— BEGIN Material shown —

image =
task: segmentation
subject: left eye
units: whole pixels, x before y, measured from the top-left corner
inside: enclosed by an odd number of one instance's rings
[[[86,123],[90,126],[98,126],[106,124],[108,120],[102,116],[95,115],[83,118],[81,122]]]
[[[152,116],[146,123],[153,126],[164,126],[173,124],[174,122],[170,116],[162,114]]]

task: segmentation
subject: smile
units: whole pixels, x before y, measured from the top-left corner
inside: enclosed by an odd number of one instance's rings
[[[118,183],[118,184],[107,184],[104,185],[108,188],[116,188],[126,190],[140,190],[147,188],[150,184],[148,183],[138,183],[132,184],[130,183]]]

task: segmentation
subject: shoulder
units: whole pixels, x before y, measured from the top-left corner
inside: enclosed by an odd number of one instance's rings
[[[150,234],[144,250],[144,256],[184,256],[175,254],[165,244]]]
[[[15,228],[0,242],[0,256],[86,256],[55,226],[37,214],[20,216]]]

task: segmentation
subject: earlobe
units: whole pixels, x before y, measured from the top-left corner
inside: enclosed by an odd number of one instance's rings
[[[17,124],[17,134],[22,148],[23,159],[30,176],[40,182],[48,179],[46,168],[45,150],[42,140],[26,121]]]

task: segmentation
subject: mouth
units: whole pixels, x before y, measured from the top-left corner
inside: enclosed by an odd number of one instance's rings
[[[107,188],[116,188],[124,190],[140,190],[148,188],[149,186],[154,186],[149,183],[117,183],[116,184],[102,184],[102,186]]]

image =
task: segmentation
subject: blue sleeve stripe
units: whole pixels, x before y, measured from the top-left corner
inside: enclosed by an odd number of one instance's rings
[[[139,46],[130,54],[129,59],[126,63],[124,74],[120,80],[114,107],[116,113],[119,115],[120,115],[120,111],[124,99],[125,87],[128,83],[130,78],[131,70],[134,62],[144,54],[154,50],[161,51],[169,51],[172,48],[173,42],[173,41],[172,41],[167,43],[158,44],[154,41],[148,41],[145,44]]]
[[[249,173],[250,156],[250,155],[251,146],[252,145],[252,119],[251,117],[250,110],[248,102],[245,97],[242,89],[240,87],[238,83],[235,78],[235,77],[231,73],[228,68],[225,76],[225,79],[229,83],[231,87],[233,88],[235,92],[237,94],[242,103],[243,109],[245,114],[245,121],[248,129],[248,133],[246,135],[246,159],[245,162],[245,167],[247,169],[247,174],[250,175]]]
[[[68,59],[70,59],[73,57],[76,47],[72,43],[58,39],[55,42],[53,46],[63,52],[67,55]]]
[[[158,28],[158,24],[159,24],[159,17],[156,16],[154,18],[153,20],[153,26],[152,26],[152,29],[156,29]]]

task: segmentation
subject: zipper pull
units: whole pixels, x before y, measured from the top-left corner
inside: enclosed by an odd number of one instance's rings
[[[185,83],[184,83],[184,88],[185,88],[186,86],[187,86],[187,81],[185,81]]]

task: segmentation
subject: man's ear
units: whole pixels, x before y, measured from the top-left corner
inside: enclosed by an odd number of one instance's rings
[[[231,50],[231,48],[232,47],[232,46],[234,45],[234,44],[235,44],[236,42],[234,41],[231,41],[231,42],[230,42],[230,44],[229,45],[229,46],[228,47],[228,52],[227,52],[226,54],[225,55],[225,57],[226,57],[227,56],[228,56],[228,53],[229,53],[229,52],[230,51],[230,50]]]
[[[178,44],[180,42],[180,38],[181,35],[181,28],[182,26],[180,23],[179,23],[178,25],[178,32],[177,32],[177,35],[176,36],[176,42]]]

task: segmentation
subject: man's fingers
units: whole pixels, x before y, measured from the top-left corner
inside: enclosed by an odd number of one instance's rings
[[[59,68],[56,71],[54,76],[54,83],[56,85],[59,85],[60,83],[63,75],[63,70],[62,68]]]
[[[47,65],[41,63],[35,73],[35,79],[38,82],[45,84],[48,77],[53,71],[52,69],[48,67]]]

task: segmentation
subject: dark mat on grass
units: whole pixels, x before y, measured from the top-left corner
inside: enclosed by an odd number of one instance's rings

— END Material shown —

● What you should do: Render the lines from the start of the records through the line containing "[[[15,228],[0,242],[0,256],[86,256],[55,226],[37,214],[20,216]]]" as a numbered list, leaving out blank lines.

● Solution for this problem:
1. image =
2. task: segmentation
3. subject: left eye
4. units: whole pixels, x before y, measured from the top-left corner
5. inside: enclosed by an odd number of one instance's rings
6. [[[86,123],[90,126],[98,126],[106,124],[108,120],[102,116],[95,115],[83,118],[81,122]]]
7. [[[152,116],[146,123],[153,126],[164,126],[173,124],[174,122],[170,116],[162,114]]]
8. task: segmentation
9. subject: smile
10. units: whole pixels, x before y, measured from the top-left corner
11. inside: enclosed by an odd number of one instance's rings
12. [[[118,183],[118,184],[107,184],[104,185],[108,188],[116,188],[126,190],[140,190],[147,188],[150,184],[148,183],[138,183],[132,184],[130,183]]]
13. task: segmentation
14. subject: shoulder
15. units: whole pixels, x before y, measured from the top-left corner
16. inside: enclosed by an odd number of one instance's rings
17. [[[150,234],[144,250],[144,256],[184,256],[175,254],[165,244]]]
18. [[[15,228],[0,242],[0,256],[86,256],[55,226],[37,214],[20,216]]]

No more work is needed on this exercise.